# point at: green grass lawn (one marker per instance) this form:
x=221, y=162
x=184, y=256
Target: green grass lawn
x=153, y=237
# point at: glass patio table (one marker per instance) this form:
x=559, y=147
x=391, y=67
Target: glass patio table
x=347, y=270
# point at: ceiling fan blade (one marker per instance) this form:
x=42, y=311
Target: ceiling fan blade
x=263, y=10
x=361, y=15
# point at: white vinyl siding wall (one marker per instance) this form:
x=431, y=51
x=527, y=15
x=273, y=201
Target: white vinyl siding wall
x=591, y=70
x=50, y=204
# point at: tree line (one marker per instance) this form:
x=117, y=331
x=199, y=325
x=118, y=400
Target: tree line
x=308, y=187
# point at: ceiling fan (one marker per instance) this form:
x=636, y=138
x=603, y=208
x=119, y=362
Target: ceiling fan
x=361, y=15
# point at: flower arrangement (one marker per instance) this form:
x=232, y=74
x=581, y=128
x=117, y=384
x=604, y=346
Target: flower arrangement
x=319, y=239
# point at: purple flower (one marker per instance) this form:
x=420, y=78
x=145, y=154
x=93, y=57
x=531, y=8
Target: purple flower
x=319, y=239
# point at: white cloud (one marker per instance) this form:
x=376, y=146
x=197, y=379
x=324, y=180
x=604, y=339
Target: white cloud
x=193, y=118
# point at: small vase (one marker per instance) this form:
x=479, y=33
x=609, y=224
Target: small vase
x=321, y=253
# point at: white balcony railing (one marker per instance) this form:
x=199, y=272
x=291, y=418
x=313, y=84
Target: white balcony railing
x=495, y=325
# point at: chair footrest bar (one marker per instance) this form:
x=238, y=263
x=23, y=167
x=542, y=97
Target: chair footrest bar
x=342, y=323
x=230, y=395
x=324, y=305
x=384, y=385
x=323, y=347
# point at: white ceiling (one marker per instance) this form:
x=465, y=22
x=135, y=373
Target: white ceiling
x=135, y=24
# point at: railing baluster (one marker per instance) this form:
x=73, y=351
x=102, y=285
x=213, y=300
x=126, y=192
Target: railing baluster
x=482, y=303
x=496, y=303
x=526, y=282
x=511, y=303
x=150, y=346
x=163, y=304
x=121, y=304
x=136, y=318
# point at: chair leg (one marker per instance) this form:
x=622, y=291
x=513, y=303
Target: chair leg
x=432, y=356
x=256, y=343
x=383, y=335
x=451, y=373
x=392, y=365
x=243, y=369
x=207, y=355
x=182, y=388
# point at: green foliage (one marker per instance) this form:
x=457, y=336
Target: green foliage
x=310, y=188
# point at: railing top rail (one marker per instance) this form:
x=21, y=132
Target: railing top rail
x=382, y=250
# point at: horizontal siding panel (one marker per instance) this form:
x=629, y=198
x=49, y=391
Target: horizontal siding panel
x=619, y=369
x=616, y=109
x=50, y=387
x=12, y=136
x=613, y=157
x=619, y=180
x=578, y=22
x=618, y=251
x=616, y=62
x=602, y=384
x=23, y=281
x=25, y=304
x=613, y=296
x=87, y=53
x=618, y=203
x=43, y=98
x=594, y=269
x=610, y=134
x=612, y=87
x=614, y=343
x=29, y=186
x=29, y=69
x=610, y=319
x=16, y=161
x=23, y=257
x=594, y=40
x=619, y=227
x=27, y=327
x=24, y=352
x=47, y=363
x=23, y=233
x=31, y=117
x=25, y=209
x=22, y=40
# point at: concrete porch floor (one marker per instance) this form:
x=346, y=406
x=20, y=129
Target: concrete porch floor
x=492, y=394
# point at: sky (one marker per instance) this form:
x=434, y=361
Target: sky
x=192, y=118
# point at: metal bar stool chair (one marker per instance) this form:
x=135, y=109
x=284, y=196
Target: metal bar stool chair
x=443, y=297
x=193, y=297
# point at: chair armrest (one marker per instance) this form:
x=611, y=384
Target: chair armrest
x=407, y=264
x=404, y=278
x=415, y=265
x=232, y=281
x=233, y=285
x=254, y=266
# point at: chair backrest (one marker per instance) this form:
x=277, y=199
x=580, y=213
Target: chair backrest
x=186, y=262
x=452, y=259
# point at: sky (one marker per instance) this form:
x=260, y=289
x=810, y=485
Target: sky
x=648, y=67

__Problem to solve__: Copy all of the data above line for line, changing nothing.

__Written answer__:
# point at: green grass lawn (one marker per instance) this form:
x=221, y=162
x=184, y=256
Target: green grass lawn
x=153, y=237
# point at: glass patio table (one marker per instance) this form:
x=559, y=147
x=391, y=67
Target: glass patio table
x=347, y=270
# point at: ceiling fan blade (one marker per instance) this form:
x=42, y=311
Target: ceiling fan blade
x=263, y=10
x=361, y=15
# point at: white vinyl siding wall (one marker per instance) this form:
x=431, y=51
x=527, y=15
x=273, y=201
Target: white vinyl siding wall
x=591, y=70
x=50, y=204
# point at: tree line (one marker per instance) this form:
x=117, y=331
x=199, y=325
x=118, y=400
Target: tree line
x=308, y=187
# point at: ceiling fan (one marker per instance) this form:
x=636, y=138
x=603, y=208
x=119, y=362
Target: ceiling fan
x=361, y=15
# point at: flower arrangement (one marker per instance) this form:
x=232, y=74
x=581, y=128
x=117, y=384
x=604, y=346
Target: flower arrangement
x=319, y=239
# point at: purple flower (one marker per instance) this form:
x=420, y=78
x=145, y=154
x=93, y=57
x=531, y=8
Target: purple flower
x=319, y=239
# point at: white cloud (one marker per instance) this form:
x=376, y=146
x=197, y=379
x=324, y=180
x=604, y=339
Target: white cloud
x=193, y=118
# point at: small vase (one marker per instance) this form:
x=479, y=33
x=609, y=224
Target: small vase
x=321, y=253
# point at: white balcony railing (one marker per instance) this form:
x=199, y=272
x=291, y=418
x=313, y=84
Target: white balcony railing
x=495, y=325
# point at: chair footrest bar (one marker per instance) this form:
x=238, y=263
x=23, y=167
x=542, y=97
Target: chair footrest bar
x=342, y=323
x=230, y=395
x=324, y=305
x=384, y=385
x=323, y=347
# point at: white ceiling (one marker per instance) this form:
x=465, y=22
x=135, y=373
Target: white ceiling
x=135, y=24
# point at: railing baluster (one marker per instance) this form:
x=73, y=351
x=102, y=285
x=213, y=300
x=126, y=192
Target: railing baluster
x=482, y=303
x=496, y=303
x=526, y=282
x=511, y=303
x=150, y=346
x=163, y=304
x=121, y=304
x=136, y=318
# point at: chair leg (one marker per instance) this form:
x=622, y=291
x=513, y=303
Target: chair leg
x=432, y=356
x=256, y=343
x=383, y=335
x=451, y=373
x=392, y=365
x=243, y=369
x=207, y=355
x=182, y=388
# point at: green foliage (one marker per instance) this form:
x=457, y=336
Target: green foliage
x=310, y=188
# point at: railing top rail (one marker per instance) this form:
x=21, y=132
Target: railing top rail
x=382, y=250
# point at: horizontal siding panel (one marker per instance) this form:
x=629, y=198
x=49, y=391
Target: horizontal siding panel
x=619, y=369
x=616, y=109
x=50, y=387
x=12, y=136
x=613, y=157
x=619, y=180
x=578, y=22
x=618, y=251
x=616, y=62
x=602, y=384
x=23, y=281
x=25, y=304
x=613, y=296
x=87, y=53
x=618, y=203
x=43, y=98
x=594, y=269
x=610, y=134
x=612, y=87
x=614, y=343
x=29, y=186
x=29, y=69
x=610, y=319
x=16, y=161
x=23, y=257
x=594, y=40
x=619, y=227
x=27, y=327
x=24, y=352
x=47, y=363
x=23, y=233
x=31, y=117
x=25, y=209
x=22, y=40
# point at: concrete porch floor (one marker per instance) this form:
x=346, y=406
x=20, y=129
Target: concrete porch floor
x=492, y=394
# point at: sky (one marker per instance) this form:
x=434, y=361
Target: sky
x=192, y=118
# point at: metal bar stool chair (one marker per instance) this form:
x=135, y=109
x=284, y=196
Target: metal bar stool chair
x=443, y=297
x=193, y=297
# point at: chair armrest (one marker per instance) this form:
x=611, y=384
Target: chair armrest
x=407, y=264
x=404, y=278
x=415, y=265
x=232, y=281
x=233, y=285
x=254, y=266
# point at: chair backrest (one marker per instance) this form:
x=277, y=199
x=580, y=213
Target: chair backrest
x=186, y=262
x=452, y=259
# point at: sky (one marker per instance) this form:
x=260, y=289
x=810, y=485
Target: sky
x=648, y=67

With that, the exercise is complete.